**Records for the task:**
§

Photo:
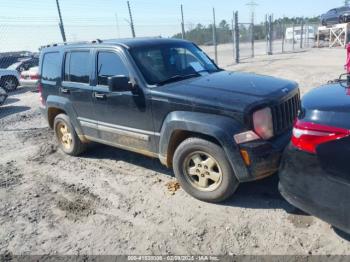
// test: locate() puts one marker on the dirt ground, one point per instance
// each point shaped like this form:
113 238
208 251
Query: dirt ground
110 201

§

**Exercise requirements:** Beginning with the line that contains "point per instance", set down every line through the end of the data without change.

**Response:**
// test: locate() puts one marker on the dirt ground, one point per instance
// each point shaped like this form:
113 238
208 251
Query: dirt ground
110 201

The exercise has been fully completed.